* **What the task requires**
Will you transcribe the entries that follow, exactly and in full?

Natural-language object grounding data
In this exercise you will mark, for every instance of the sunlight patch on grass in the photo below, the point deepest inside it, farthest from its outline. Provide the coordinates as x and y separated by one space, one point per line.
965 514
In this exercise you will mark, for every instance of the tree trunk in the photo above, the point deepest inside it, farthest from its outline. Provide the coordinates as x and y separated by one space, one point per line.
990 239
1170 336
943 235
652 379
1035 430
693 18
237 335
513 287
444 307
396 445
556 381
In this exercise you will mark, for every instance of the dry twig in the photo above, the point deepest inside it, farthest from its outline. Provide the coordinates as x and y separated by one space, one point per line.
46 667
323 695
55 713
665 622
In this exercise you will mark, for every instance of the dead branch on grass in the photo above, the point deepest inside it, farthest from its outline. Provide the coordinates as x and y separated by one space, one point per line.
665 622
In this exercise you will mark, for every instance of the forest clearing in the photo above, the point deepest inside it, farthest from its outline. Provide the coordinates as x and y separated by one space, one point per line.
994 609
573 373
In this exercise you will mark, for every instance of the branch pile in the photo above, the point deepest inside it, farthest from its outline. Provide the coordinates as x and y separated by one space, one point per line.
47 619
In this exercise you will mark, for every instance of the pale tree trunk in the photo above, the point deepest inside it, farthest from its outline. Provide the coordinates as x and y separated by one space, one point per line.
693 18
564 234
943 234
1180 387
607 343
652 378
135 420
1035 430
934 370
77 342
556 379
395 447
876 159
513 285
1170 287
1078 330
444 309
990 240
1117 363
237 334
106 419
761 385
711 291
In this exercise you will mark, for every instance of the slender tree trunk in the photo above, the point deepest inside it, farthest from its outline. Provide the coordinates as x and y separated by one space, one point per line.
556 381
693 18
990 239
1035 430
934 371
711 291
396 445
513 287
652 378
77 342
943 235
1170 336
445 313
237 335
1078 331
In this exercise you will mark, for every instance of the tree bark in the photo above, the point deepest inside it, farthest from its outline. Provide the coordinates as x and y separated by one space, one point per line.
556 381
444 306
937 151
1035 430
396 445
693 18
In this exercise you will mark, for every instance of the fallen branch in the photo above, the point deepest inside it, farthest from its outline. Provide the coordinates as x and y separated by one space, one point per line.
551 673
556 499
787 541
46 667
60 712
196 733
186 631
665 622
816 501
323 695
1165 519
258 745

* **Solution for this problem**
In this exercise you will mark, for every instance of the sunlight patch on grass in the photo below, the point deepest inside it, farthest from its outline. Provide the coordinates as x and y separated by one space, one point per line.
965 514
In this exercise you will mark, for every instance of the tree trunk in the photo above, the point deepest inside it, farthest from its outline. Provide the coordinates as x and y separated by one space, one point per line.
990 239
1170 336
943 235
652 379
1035 430
693 18
237 335
513 287
444 307
396 445
556 381
In this exercise you will mark, for every instance of the dry twig in the photo above, the point deepest inside it, farthest from its outline. Provide the coordinates as x and y separated by one space, one point per line.
46 667
323 695
55 713
665 622
In this exercise you will mark, for every instance of the dead branch on grass in the photo above, the point deepest inside it, farthest from its outline. Provide the coordinates as x and y separated by one space, one point per line.
665 622
In this exercise you will mark, for every instance of the forest clearing in the photo above, the point deepest inside it, farthest from its outline. Provide the coordinates as x and y separated by one space, one point per line.
994 609
573 373
In this exercise you will mark, for every instance of the branch pile in the photo above, the point deepest inside it, farthest from its outline. Provide the coordinates as x and y separated by one space, one point per line.
47 619
In this exercise you will mark, for every instance of the pale tree trunk in the photo above, the point deepest inside it, farthest from its outline. Provide the coordinates as x and y separated by one space, one point per line.
693 18
564 234
943 234
1180 387
607 343
652 378
135 420
1035 430
934 370
77 342
556 379
395 447
876 159
513 285
1170 287
1078 330
444 309
990 240
1117 363
237 334
106 419
761 385
711 291
In this exercise you will mark, for every instance of the slender tree trunk in the photo above, the point deepest inside it, farthest from its outline. Provide the coordinates as x and y separated by one space, one point per line.
556 381
693 18
990 239
1035 430
934 371
711 291
396 445
513 287
652 378
77 342
943 235
1170 336
445 313
237 335
1078 331
In this exercise you will mark, for every instance of the tree bark in the photo above, the point deepest inside it, farthest from its outline. Provide the coordinates as x and y separated by one space, one point per line.
556 381
444 306
937 151
1035 430
396 445
693 18
In this exercise you will mark, for every instance of the fallen branch in the photo above, the point deepest inside it, farthest from its outline. Provide the coordinates as x and y separated by one space, one point per line.
551 673
556 499
787 541
46 667
60 712
196 733
186 631
665 622
816 501
323 695
1165 519
258 745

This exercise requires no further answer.